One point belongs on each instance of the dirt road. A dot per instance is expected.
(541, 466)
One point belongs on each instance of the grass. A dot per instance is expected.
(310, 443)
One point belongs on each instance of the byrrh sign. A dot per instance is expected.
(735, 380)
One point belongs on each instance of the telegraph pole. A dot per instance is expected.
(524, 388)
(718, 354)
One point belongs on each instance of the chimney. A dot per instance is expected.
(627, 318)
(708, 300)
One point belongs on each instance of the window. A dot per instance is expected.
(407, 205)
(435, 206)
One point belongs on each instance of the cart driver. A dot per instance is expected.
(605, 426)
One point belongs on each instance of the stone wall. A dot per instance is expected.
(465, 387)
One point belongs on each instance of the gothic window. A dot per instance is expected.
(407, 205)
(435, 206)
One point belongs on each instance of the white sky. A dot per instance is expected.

_Problem details_. Return all of the entries exactly as they were supplied.

_Result for this task_.
One point belongs on each instance of the dirt road. A dot per instance is expected.
(541, 466)
One point belongs on each instance of the grass. A dot per instance is expected.
(310, 443)
One point belongs on each instance of the byrrh sign. A dot per instance is expected.
(735, 380)
One point belongs on each instance of the telegraph pole. A dot per instance is expected.
(524, 388)
(718, 354)
One point belongs on each instance of the chimney. A dot per instance is expected.
(627, 318)
(708, 300)
One point belongs on each instance of the window. A dot per instance is expected.
(407, 205)
(435, 206)
One point belongs on each instance of the cart driver. A dot per instance is expected.
(605, 426)
One point belongs on each instance of the stone wall. A dot per instance is expected.
(465, 387)
One point belongs on each instance of the gothic window. A dot per instance is expected.
(407, 205)
(435, 206)
One point belongs on each instance of the white sky. A dot per instance is expected.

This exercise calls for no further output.